-- START OF Material for this exercise --
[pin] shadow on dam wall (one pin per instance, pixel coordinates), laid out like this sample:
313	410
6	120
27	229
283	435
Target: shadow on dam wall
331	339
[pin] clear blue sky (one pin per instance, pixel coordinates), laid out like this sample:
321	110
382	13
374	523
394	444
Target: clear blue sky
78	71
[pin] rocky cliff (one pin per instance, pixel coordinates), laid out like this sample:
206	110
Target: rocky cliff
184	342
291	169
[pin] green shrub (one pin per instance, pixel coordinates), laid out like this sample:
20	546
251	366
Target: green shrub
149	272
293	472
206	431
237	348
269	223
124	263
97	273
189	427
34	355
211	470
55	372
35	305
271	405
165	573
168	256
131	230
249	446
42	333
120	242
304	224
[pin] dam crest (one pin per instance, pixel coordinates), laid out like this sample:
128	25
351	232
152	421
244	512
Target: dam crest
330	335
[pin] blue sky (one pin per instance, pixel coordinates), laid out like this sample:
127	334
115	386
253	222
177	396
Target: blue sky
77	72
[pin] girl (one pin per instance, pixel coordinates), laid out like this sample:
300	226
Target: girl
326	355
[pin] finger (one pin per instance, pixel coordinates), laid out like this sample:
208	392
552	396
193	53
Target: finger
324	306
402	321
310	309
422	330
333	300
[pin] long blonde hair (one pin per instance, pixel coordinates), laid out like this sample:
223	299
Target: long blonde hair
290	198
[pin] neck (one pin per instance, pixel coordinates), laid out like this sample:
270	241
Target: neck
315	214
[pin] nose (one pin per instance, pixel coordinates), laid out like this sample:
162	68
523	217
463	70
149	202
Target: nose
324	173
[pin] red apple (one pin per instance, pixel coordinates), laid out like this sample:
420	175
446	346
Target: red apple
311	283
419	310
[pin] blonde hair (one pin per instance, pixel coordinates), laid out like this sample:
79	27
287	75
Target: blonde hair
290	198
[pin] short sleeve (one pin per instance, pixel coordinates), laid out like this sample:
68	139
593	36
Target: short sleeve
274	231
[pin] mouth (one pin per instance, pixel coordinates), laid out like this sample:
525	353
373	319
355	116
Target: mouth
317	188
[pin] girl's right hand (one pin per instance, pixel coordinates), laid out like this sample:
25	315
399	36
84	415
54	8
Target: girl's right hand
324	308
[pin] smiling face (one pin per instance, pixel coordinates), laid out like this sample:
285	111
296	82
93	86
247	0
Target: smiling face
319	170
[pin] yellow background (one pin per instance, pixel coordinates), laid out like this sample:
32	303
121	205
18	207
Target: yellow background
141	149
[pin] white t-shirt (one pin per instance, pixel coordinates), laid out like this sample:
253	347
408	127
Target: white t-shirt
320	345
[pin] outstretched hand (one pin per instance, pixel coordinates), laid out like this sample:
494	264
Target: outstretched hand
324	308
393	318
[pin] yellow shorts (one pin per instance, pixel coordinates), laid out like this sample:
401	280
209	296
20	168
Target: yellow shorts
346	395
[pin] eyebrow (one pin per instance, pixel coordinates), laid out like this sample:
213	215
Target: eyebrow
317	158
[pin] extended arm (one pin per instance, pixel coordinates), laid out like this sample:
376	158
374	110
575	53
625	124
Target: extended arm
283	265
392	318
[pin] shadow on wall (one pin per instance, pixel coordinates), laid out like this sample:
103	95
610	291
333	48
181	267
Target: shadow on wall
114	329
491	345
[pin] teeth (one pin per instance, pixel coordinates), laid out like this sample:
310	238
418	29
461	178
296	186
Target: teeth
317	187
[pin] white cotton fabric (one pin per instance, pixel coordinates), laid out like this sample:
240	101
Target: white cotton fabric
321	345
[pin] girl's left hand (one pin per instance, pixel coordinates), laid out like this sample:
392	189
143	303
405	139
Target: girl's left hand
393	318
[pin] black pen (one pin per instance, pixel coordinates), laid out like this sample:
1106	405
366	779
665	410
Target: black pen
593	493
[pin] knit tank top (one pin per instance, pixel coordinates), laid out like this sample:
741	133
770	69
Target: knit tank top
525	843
-- END OF Material for this exercise --
■ Task to carry out:
Copy out each record exactly as given, omitting none.

■ Exercise result:
[pin] shadow on dam wall (one pin per instance, pixel coordinates), laid out like this sample:
313	410
6	120
27	229
283	435
Target: shadow on dam wall
331	339
[pin] clear blue sky (one pin per instance, pixel coordinates), laid out like this sample:
321	110
382	13
374	523
394	444
Target: clear blue sky
78	71
[pin] rocky cliff (one pin per instance, pixel coordinates), laid out like this sample:
206	110
Target: rocky cliff
184	342
291	169
[pin] green shrub (one pin per instance, pixel coordinates), laid out like this sample:
20	546
251	366
Target: green shrub
149	272
293	472
206	431
237	348
269	223
124	263
97	273
189	427
34	355
211	470
55	372
35	305
271	405
165	573
168	256
131	230
249	446
42	333
120	242
304	224
[pin] dam crest (one pin per instance, pixel coordinates), laid out like this sample:
128	25
351	232
152	421
244	512
Target: dam crest
330	335
[pin] blue sky (one pin per instance, pixel coordinates), laid out like this sample:
127	334
115	386
253	222
177	396
Target: blue sky
77	72
[pin] girl (one pin per instance, pixel coordinates), laid out like this sample:
300	226
Target: girl
326	355
[pin] finger (one pin per instance, pixel coordinates), laid out like this sample:
208	392
552	396
193	53
Target: finger
324	306
402	321
310	309
422	330
333	300
[pin] long blonde hair (one pin per instance, pixel coordinates), laid out like this sample:
223	299
Target: long blonde hair
290	198
[pin] neck (one pin per instance, pixel coordinates), laid out like this sample:
270	241
Target: neck
315	214
[pin] nose (one pin per instance, pixel coordinates), laid out like this sample:
162	68
523	217
463	70
149	202
Target: nose
324	173
[pin] red apple (one pin per instance, pixel coordinates), laid out like this sample:
420	175
446	346
Target: red apple
311	283
419	310
[pin] blonde hair (one pin per instance, pixel coordinates), laid out like this sample:
79	27
287	75
Target: blonde hair
290	198
[pin] short sleeve (one pin per instance, pixel coordinates), laid out like this sample:
68	139
593	36
Target: short sleeve
274	231
[pin] mouth (one pin per instance, pixel coordinates), laid out like this sample:
525	353
373	319
355	116
Target: mouth
317	188
[pin] girl's right hand (one pin per instance, pixel coordinates), laid out like this sample:
25	315
399	36
84	415
54	8
Target: girl's right hand
324	308
[pin] smiling face (one pin per instance, pixel coordinates), laid out like this sample:
285	111
296	82
93	86
247	0
Target: smiling face
319	170
[pin] yellow background (one pin per instance, pixel coordinates), laid out like this sample:
32	303
121	205
18	207
Target: yellow background
141	149
[pin] white t-shirt (one pin per instance, pixel coordinates), laid out like this sample:
253	347
408	127
Target: white t-shirt
320	345
[pin] outstretched hand (one pin per instance, pixel coordinates), laid out like this sample:
494	264
Target: outstretched hand
324	308
393	318
[pin] yellow shorts (one pin per instance, pixel coordinates), laid out like this sample:
401	280
209	296
20	168
Target: yellow shorts
346	395
[pin] eyebrow (one pin per instance, pixel coordinates), laid out like this sample:
213	215
Target: eyebrow
317	158
[pin] extended arm (one pin per instance, pixel coordinates), laid out like this sample:
376	158
374	110
575	53
625	124
Target: extended arm
283	265
392	318
[pin] shadow on wall (one pin per instance, pixel coordinates), laid out like this sample:
103	95
610	291
333	48
181	267
Target: shadow on wall
114	329
491	345
[pin] teeth (one pin per instance, pixel coordinates), laid out like this sample:
310	238
418	29
461	178
296	186
Target: teeth
317	187
[pin] white cotton fabric (one pin per instance, pixel coordinates), laid out like this sample:
240	101
Target: white cotton fabric
321	345
[pin] girl's left hand (one pin per instance, pixel coordinates), laid out like this sample:
392	189
143	303
405	139
Target: girl's left hand
393	318
[pin] black pen (one pin per instance, pixel coordinates), laid out like this sample:
1106	405
366	779
665	410
Target: black pen
593	493
[pin] knit tank top (one pin per instance, pixel coordinates), laid out like this sample:
741	133
770	69
Target: knit tank top
525	843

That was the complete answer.